Count the lines in the listing below that contain the string "wall", and reply with the number alone.

EXERCISE DATA
··········

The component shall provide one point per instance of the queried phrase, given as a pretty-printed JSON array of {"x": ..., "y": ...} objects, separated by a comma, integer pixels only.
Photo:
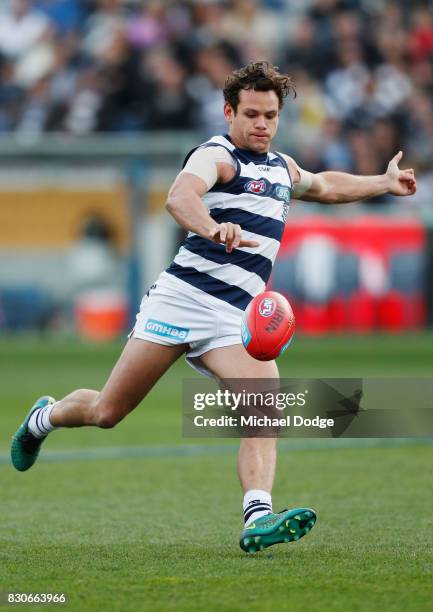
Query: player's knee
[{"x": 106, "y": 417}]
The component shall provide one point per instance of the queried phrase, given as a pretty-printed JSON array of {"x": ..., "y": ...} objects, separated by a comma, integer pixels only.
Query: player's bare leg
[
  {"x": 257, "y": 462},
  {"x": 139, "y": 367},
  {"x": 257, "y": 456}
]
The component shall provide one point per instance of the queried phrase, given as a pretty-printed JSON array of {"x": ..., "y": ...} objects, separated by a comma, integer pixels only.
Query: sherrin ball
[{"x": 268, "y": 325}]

··········

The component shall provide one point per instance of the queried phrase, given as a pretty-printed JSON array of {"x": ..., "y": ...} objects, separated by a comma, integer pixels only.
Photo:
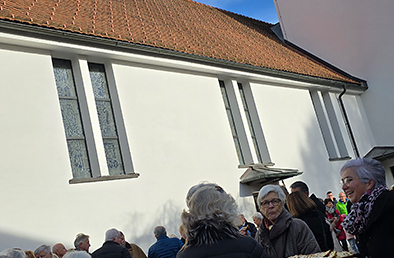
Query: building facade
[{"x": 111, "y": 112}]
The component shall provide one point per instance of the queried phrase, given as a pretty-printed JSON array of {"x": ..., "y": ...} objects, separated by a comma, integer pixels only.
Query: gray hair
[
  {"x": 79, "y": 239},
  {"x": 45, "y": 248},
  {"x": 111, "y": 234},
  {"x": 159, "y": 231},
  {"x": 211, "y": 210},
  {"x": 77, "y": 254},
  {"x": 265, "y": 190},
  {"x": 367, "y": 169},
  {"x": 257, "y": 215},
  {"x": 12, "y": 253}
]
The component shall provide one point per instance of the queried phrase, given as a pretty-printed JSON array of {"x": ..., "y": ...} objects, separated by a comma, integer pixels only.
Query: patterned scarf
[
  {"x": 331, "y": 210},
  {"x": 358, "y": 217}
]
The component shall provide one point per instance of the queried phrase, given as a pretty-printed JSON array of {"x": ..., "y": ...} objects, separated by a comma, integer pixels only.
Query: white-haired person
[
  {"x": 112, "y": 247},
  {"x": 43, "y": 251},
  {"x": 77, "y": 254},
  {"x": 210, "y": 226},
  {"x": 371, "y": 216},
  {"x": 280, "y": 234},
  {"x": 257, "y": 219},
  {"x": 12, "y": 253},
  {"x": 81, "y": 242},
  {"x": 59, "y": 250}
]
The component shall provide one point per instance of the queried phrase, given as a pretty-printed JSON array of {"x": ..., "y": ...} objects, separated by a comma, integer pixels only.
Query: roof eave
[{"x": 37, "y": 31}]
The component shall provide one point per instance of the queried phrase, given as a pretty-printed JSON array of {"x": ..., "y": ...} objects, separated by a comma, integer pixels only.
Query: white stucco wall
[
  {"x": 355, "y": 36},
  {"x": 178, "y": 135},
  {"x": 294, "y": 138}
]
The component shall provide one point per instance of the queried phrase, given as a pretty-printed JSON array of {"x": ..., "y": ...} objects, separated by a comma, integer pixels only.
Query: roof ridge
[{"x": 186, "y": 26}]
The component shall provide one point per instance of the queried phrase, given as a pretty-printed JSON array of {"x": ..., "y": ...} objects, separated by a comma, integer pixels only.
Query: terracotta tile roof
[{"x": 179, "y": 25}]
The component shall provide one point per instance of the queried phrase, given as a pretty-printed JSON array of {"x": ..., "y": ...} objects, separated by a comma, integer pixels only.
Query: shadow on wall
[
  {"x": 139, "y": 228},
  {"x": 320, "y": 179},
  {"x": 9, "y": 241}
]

··········

WRITTEN SOLUTION
2